## PROBLEM DESCRIPTION:
Copy every line of the records below in full, from the line containing "of the stock" through the line containing "point(26, 14)". Increase each coordinate in the answers by 26 and leave all other lines unchanged.

Saved data entries

_ _ _

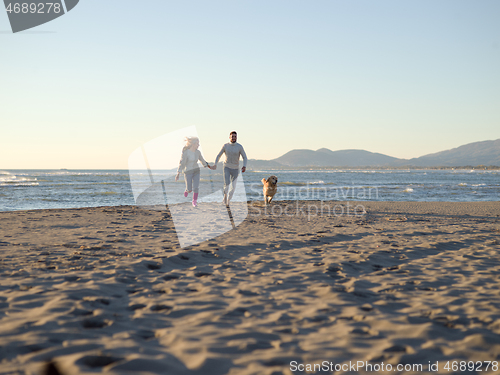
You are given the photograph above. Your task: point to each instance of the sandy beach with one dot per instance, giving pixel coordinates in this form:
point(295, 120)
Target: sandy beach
point(109, 290)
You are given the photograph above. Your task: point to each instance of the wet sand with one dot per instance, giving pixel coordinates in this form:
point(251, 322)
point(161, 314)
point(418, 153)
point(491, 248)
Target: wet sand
point(109, 290)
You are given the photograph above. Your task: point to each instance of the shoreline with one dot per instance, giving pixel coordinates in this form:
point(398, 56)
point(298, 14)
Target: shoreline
point(109, 289)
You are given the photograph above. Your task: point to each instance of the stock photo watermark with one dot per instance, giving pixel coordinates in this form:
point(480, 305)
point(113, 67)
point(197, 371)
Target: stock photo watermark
point(26, 14)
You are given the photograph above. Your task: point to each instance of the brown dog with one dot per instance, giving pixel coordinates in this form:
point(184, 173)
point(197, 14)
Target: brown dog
point(270, 188)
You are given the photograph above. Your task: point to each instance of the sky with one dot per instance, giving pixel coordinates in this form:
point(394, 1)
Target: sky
point(402, 78)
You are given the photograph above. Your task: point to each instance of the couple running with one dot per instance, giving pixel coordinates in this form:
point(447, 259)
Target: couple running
point(189, 165)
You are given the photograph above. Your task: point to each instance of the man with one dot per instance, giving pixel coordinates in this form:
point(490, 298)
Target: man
point(233, 150)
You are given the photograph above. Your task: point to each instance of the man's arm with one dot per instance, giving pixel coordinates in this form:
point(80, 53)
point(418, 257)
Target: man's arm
point(223, 149)
point(244, 155)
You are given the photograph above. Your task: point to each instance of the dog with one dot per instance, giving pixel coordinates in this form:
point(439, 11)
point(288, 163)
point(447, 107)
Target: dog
point(270, 188)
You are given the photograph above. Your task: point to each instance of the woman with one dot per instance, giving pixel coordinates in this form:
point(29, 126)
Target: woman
point(189, 165)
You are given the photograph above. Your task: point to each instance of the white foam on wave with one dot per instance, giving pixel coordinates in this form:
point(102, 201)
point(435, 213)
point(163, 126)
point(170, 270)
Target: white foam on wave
point(8, 179)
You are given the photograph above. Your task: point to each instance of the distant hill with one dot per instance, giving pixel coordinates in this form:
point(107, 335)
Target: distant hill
point(485, 153)
point(477, 153)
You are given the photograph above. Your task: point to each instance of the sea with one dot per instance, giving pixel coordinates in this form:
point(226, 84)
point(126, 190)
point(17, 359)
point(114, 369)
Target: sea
point(47, 189)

_ _ _

## SOLUTION FOR THIS PROBLEM:
You are given the photograph above. Your task: point to each instance of the stock photo watermark with one dot per instance, giving pixel coordinates in this form:
point(480, 305)
point(113, 67)
point(197, 371)
Target: stock photo watermark
point(52, 40)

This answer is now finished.